### [GOAL]
Render every line of the data below as a Markdown table with the columns Row and Line, numbering each row and omitting blank lines.

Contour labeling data
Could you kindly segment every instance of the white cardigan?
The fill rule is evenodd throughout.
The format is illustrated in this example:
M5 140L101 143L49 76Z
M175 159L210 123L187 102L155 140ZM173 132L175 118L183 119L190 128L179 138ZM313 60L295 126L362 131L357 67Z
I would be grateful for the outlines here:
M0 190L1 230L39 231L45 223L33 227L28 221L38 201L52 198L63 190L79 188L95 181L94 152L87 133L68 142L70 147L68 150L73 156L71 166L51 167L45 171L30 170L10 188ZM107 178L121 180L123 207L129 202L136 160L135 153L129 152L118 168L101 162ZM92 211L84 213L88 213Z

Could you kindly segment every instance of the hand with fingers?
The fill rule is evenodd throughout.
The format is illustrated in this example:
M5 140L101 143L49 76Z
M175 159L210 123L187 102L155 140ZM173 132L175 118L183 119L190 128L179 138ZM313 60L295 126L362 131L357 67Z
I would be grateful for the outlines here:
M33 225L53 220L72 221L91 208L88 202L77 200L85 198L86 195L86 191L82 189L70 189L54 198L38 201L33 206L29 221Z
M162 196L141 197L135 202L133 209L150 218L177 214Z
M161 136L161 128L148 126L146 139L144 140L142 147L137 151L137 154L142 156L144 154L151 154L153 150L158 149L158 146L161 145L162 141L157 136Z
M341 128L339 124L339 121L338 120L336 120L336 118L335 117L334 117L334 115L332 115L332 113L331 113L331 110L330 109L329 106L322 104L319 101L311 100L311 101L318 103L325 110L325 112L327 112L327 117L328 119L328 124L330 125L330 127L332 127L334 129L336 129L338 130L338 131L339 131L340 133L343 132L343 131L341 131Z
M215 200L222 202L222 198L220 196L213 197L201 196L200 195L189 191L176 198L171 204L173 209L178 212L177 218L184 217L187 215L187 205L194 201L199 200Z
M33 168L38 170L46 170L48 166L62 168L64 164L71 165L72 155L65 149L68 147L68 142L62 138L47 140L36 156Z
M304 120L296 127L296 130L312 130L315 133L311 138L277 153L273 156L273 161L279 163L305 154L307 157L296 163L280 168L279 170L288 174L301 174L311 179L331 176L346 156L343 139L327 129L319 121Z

### [RESPONSE FOR THIS EXERCISE]
| Row | Line |
|---|---|
| 1 | Could you kindly segment every instance of the white cardigan? |
| 2 | The fill rule is evenodd throughout. |
| 3 | The format is illustrated in this example: |
| 4 | M5 140L101 143L49 76Z |
| 5 | M175 159L210 123L187 102L155 140ZM173 132L175 118L183 119L190 128L179 138ZM313 60L295 126L362 131L357 67Z |
| 6 | I would be grateful for the outlines here: |
| 7 | M0 190L1 230L39 231L45 223L33 227L28 221L38 201L52 198L63 190L79 188L95 181L94 152L87 133L68 142L70 147L68 150L73 156L71 166L51 167L45 171L30 170L10 188ZM107 178L121 180L123 207L129 202L136 160L135 153L129 152L118 168L101 162ZM92 211L84 213L88 213Z |
| 8 | Could you kindly segment every instance of the hand with fingers? |
| 9 | The fill rule is evenodd throughout. |
| 10 | The format is illustrated in this example: |
| 11 | M5 140L101 143L49 76Z |
| 12 | M175 159L210 123L187 102L155 140ZM173 132L175 118L183 119L190 128L179 138ZM313 60L295 126L362 131L357 67Z |
| 13 | I would be grateful for the outlines here: |
| 14 | M33 225L53 220L72 221L91 208L88 202L77 200L85 198L86 195L86 191L82 189L70 189L54 198L38 201L33 206L29 221Z |
| 15 | M162 196L141 197L135 202L133 209L150 218L177 214Z |
| 16 | M161 136L161 128L148 126L146 139L144 140L142 147L137 151L137 154L142 156L144 154L151 154L153 150L158 149L158 146L161 145L162 141L157 136Z |
| 17 | M341 128L339 124L339 121L338 120L336 120L336 118L335 117L334 117L334 115L332 115L332 113L331 113L331 110L330 109L329 106L322 104L319 101L311 100L311 101L318 103L325 110L325 112L327 112L327 117L328 119L328 124L330 125L330 127L332 127L334 129L336 129L338 130L338 131L339 131L340 133L343 132L343 131L341 131Z |
| 18 | M215 200L222 202L222 198L220 196L213 197L201 196L200 195L189 191L176 198L171 204L173 209L178 212L177 218L184 217L187 215L187 205L194 201L199 200Z |
| 19 | M33 168L38 170L46 170L48 166L62 168L64 164L71 165L72 155L65 149L68 147L68 142L62 138L47 140L36 156Z |
| 20 | M304 120L296 127L296 130L312 130L315 133L311 138L277 153L273 156L273 161L279 163L305 154L307 157L296 163L280 168L279 170L288 174L301 174L311 179L331 176L346 156L343 139L327 129L319 121Z |